**Objective**:
Reproduce all of the material exactly as shown.

# start of Information given

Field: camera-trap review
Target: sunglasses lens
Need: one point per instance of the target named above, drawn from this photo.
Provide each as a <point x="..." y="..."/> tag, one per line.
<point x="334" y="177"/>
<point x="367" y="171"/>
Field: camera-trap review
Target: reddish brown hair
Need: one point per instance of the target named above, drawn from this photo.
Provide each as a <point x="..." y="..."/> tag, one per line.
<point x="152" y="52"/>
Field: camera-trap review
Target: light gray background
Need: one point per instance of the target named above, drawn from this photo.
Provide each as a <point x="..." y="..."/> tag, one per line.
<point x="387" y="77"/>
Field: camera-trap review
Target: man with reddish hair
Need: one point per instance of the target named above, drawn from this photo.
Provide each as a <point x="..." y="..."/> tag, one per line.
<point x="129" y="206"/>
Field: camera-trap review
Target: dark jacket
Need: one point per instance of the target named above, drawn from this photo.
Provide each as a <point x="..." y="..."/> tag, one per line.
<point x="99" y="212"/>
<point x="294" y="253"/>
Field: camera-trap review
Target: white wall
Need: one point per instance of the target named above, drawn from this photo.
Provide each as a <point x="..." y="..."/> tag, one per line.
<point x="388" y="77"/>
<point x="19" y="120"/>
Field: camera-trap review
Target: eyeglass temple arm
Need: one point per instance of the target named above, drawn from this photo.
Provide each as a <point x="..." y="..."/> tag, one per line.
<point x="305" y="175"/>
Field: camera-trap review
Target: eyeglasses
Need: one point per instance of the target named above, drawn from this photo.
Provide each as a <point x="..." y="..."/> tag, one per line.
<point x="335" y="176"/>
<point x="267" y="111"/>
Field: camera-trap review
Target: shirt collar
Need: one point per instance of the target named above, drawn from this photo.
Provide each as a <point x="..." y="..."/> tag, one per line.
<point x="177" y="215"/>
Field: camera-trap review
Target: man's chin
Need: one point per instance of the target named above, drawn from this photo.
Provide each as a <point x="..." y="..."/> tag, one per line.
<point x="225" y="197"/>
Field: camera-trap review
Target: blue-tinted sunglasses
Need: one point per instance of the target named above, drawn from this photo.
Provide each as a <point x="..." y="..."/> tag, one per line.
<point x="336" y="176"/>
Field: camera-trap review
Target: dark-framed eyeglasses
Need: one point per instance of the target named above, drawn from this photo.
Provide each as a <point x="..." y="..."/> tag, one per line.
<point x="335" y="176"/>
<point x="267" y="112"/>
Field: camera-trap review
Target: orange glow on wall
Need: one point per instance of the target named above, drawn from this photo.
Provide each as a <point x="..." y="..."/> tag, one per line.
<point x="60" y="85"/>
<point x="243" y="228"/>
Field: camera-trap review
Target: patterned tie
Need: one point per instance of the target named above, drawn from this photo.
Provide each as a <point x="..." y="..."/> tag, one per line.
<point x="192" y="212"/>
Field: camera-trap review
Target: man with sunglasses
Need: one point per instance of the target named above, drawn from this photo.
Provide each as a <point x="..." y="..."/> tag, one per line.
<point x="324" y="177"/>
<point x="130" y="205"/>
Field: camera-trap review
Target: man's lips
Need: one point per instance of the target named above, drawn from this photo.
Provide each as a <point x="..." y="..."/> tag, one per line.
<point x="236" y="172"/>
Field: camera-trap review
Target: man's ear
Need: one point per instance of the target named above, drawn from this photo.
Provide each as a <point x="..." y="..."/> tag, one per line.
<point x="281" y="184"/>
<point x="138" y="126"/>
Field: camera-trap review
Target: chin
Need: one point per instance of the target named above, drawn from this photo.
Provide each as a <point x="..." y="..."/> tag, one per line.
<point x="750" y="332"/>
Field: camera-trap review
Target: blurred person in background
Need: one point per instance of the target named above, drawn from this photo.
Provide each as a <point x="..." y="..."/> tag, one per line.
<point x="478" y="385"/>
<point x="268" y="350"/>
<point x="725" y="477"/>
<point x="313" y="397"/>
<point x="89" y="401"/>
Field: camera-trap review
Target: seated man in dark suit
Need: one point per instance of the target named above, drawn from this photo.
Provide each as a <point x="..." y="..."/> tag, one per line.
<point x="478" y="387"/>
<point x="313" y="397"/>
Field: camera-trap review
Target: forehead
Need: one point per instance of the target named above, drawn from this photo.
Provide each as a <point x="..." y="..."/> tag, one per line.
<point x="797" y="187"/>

# end of Information given

**Solution**:
Field: camera-trap review
Target: sunglasses lens
Need: one point per instance of the target named above, drawn from this photo.
Provide each as a <point x="..." y="..."/> tag, one per line.
<point x="334" y="177"/>
<point x="367" y="171"/>
Field: camera-trap review
Target: reddish brown hair
Need: one point per instance of the target named above, drawn from this photo.
Provide each as a <point x="..." y="..."/> tag, one per line.
<point x="152" y="52"/>
Field: camera-trap review
Target: light gray background
Need: one point per instance of the target named above, drawn from this photo.
Provide each as a <point x="..." y="..."/> tag, one per line.
<point x="387" y="77"/>
Field: camera-trap review
Target: man with reddish hair
Need: one point per instance of the target named above, drawn from this photo.
Provide each as a <point x="..." y="..."/> tag, one per line.
<point x="129" y="206"/>
Field: camera-trap review
Target: dark jacket
Need: one point per instance of the target named above, drawn from this photo.
Provide each as a <point x="..." y="..."/> tag, one per line.
<point x="99" y="212"/>
<point x="294" y="253"/>
Field: camera-trap review
Target: white wall
Need: one point per instance of the target named above, drawn from this photo.
Provide each as a <point x="..." y="..."/> tag, one per line.
<point x="388" y="77"/>
<point x="19" y="120"/>
Field: camera-trap review
Target: eyeglass temple arm
Need: one point per instance of the target named above, drawn from this photo.
Provide each as a <point x="..." y="..."/> tag, one per line.
<point x="305" y="175"/>
Field: camera-trap review
Target: eyeglasses
Need: one point per instance of the target named above, drawn from this photo.
Provide each as a <point x="..." y="..."/> tag, one per line.
<point x="335" y="176"/>
<point x="267" y="111"/>
Field: camera-trap review
Target: shirt collar
Need: one point per instance of the target named above, drawn from this photo.
Provide each as a <point x="..." y="..."/> tag, one per line.
<point x="177" y="215"/>
Field: camera-trap review
Target: man's chin
Need: one point per instance of the target named above, drawn from this photo.
Provide each as a <point x="..." y="..."/> tag, one per line.
<point x="225" y="197"/>
Field: camera-trap review
Target: blue-tinted sunglasses
Need: one point per instance of the target named above, drawn from this photo.
Provide each as a <point x="..." y="..."/> tag, one per line.
<point x="336" y="176"/>
Field: camera-trap review
Target: dark-framed eyeglasses
Need: one point per instance of the target named above, drawn from this photo.
Provide each as a <point x="..." y="..."/> tag, one per line.
<point x="335" y="176"/>
<point x="267" y="112"/>
Field: camera-trap review
Target: orange glow on wall
Need: one point per instance of the target named above, drawn from this photo.
Provide each as a <point x="..." y="..."/> tag, one per line.
<point x="60" y="85"/>
<point x="243" y="228"/>
Field: camera-trap review
Target: patterned tie
Need: one point per instance of the target named above, drawn from this photo.
Provide each as a <point x="..." y="..."/> tag, one per line.
<point x="192" y="212"/>
Field: camera-trap review
Target: man with sunglasses
Need: one point per instance of the target named above, drawn from this photo.
Provide each as a <point x="..." y="..."/> tag, one per line.
<point x="324" y="177"/>
<point x="130" y="205"/>
Field: camera-trap review
Target: man's lips
Need: one point per instance of the target named above, drawn from this photo.
Provide each as a <point x="..." y="..."/> tag, one per line.
<point x="236" y="172"/>
Field: camera-trap review
Target: man's ear
Need: one point per instance of the target named above, drawn from this photo.
Provide each as a <point x="..." y="..."/> tag, one per line.
<point x="281" y="184"/>
<point x="138" y="126"/>
Field: camera-trap review
Target: chin
Need: one point per instance of the target named above, drawn from this photo.
Provide each as a <point x="..." y="..."/> tag, one per line.
<point x="750" y="332"/>
Field: camera-trap review
Target: blurred person in background
Need: one point per instance of the target named above, drawn from this photo.
Provide each as a <point x="..." y="..."/> tag, one per line.
<point x="478" y="385"/>
<point x="268" y="350"/>
<point x="725" y="477"/>
<point x="313" y="397"/>
<point x="89" y="401"/>
Field: camera-trap review
Target: seated man in dark suit
Need: one point per instance of the target named above, drawn from this photo.
Provide each as a <point x="..." y="..."/> tag, one per line.
<point x="478" y="387"/>
<point x="313" y="397"/>
Field: camera-trap review
Target: forehead
Need: one point per instance of the target named above, drawn from this photo.
Provide each as a <point x="..." y="..."/> tag, one per line.
<point x="797" y="187"/>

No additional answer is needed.